──────── 本文
著名人が両親から学んだことや思い出などを語る「それでも親子」。今回はピアニストの小菅優さんだ。

――お母さんもピアニストだったとか。

「はい。覚えていませんが、初めてピアノを弾いたのは2歳で、母の膝の上でした。でもピアノだけじゃなく、体操など色々なことをやらせてくれました。物語を読みきかせることもあって、楽しませるのが上手な人でしたね」

――お父さんは。

「小さな会社を経営していて、音楽とは全く関係のない仕事をしています。子どもの頃は植物園や動物園に一緒に行ったのを覚えています。私が幼稚園に通い始めた頃には、朝5時に父を起こしてずっと話しかけたんですって。うるさかったそうです」

――10歳でドイツへ。
────────────────
──────── 渡された一覧
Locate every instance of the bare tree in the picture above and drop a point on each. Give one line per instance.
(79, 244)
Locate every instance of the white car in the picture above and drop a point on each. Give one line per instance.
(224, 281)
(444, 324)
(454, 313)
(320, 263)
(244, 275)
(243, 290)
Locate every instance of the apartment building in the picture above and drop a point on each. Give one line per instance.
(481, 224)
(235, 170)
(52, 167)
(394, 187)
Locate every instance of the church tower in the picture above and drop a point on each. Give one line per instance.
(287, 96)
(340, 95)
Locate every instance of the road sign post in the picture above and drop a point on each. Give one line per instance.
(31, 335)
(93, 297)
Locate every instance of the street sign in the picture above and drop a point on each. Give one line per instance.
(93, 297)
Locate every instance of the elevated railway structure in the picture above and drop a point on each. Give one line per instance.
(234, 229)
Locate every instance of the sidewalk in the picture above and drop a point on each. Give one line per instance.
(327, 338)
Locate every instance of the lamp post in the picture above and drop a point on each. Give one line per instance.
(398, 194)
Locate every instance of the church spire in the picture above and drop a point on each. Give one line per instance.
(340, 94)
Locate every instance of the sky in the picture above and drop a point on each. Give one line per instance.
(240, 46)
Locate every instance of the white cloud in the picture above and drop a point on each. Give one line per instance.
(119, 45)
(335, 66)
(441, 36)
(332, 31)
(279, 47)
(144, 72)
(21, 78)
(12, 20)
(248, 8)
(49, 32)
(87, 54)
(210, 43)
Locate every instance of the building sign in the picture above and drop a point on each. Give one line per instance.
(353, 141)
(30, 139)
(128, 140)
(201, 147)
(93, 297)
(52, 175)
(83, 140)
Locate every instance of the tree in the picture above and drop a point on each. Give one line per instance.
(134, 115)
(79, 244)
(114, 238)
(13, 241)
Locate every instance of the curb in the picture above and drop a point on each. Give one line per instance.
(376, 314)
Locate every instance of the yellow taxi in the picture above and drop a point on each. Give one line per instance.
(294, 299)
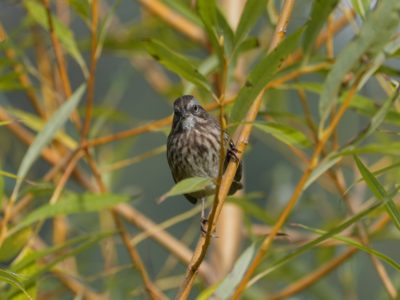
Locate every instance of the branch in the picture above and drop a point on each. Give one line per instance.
(298, 190)
(90, 81)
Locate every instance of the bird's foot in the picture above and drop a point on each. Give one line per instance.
(204, 227)
(232, 152)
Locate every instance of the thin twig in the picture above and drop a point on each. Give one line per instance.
(155, 125)
(298, 190)
(60, 60)
(91, 78)
(22, 76)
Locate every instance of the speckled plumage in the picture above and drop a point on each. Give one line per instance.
(193, 146)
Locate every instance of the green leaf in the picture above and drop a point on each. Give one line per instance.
(323, 166)
(379, 191)
(362, 104)
(9, 82)
(188, 185)
(320, 12)
(358, 245)
(261, 74)
(185, 10)
(378, 118)
(248, 44)
(45, 136)
(65, 35)
(82, 8)
(251, 209)
(219, 32)
(391, 148)
(14, 280)
(370, 40)
(311, 244)
(284, 133)
(228, 285)
(12, 245)
(23, 262)
(251, 12)
(37, 124)
(32, 279)
(177, 63)
(69, 204)
(361, 6)
(27, 272)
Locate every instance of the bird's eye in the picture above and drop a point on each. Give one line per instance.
(196, 108)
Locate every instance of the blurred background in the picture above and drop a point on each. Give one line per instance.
(132, 89)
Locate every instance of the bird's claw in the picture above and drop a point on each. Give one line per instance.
(204, 227)
(233, 151)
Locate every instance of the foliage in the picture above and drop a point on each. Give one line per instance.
(82, 85)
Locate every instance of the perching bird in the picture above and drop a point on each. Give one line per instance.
(193, 148)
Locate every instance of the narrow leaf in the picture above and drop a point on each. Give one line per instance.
(13, 244)
(13, 279)
(261, 74)
(228, 285)
(320, 12)
(65, 35)
(323, 166)
(177, 63)
(45, 136)
(32, 280)
(311, 244)
(187, 186)
(379, 191)
(251, 12)
(371, 40)
(378, 118)
(358, 245)
(69, 204)
(285, 134)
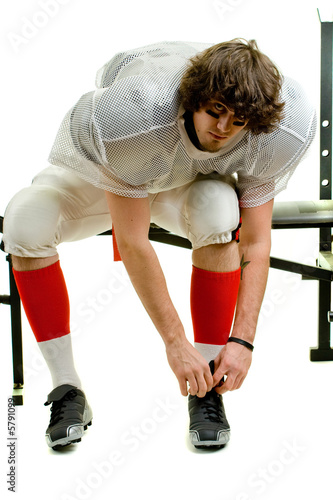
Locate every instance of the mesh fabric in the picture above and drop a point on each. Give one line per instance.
(128, 135)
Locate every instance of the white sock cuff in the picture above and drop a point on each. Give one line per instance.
(58, 355)
(208, 351)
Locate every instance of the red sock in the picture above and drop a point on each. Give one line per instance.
(45, 300)
(213, 303)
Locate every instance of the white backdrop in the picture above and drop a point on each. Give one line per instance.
(50, 52)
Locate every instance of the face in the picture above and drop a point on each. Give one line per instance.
(215, 125)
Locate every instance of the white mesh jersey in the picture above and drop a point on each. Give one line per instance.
(128, 135)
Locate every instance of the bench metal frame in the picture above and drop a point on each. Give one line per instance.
(286, 215)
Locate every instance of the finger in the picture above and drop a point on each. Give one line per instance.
(208, 380)
(218, 377)
(202, 386)
(183, 387)
(226, 386)
(193, 389)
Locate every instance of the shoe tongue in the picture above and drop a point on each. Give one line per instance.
(59, 392)
(212, 369)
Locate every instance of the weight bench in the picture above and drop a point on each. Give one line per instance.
(286, 215)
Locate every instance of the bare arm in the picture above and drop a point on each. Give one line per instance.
(255, 245)
(131, 220)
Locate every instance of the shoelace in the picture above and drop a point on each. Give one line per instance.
(212, 408)
(57, 408)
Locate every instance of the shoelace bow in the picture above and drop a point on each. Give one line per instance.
(212, 409)
(57, 408)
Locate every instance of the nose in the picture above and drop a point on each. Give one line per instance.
(225, 121)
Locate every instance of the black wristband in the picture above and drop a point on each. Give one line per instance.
(242, 342)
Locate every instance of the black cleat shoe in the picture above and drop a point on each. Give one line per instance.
(70, 416)
(209, 427)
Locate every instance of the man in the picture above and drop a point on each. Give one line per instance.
(181, 135)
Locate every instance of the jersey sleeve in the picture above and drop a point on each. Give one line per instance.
(274, 157)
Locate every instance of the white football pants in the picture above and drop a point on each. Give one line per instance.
(59, 207)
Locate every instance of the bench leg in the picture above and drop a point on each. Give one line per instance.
(17, 350)
(323, 352)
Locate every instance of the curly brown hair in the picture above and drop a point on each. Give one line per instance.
(237, 74)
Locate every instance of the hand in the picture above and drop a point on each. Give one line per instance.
(189, 366)
(234, 361)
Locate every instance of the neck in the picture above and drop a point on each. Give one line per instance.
(190, 130)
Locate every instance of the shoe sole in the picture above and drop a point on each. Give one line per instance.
(75, 433)
(220, 442)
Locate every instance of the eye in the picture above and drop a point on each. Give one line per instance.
(238, 123)
(218, 106)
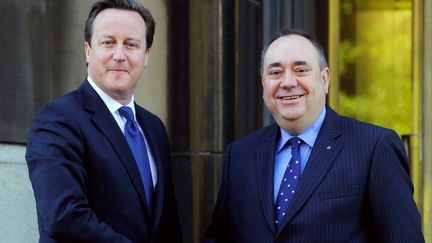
────────────────
**やること:** ピアニストの小菅優さんのインタビュー記事を、最後の行のあとから書き進めてください。

**答え:**
「たまたま日本とドイツの交流コンサートで知り合った向こうの先生から、来ないかと言われて、とても行きたかったんです。でも父には仕事がある。母と2人で行くことになりました。母はドイツ語も勉強しなきゃいけないし、今になってその苦労が分かるようになりました」

「自分の親がそばにいるというのは大きい。学校から帰ると和食を作ってくれていました。2人でよくギョーザを手作りしましたね。母は明るくてたくましい人で、ドイツでも近所の人やスーパーの店員さんとすぐ仲良くなれるんです」

――その頃、お父さんは。

「今みたいにインターネットがあるわけじゃないから、毎日電話やファクスでやりとりしていました。父は自分で変な顔を撮ってファクスで送ってくる。父も1人で寂しかったと思います。子どもながらに『家族が崩壊しちゃうんじゃないか』と怖かったですね。大丈夫でしたけど」

――21歳の時にお母さんが亡くなった。

「二人三脚で頑張ってきて、一番近い人だったので片腕がなくなったみたいでした。コンサートが終わった後にまず電話をする人が急にいなくなった。演奏家は孤独な仕事です。本番が終わると空っぽな気持ちになる。母が聴きにきた時はハグしてくれるし、精神的な支えでしたから」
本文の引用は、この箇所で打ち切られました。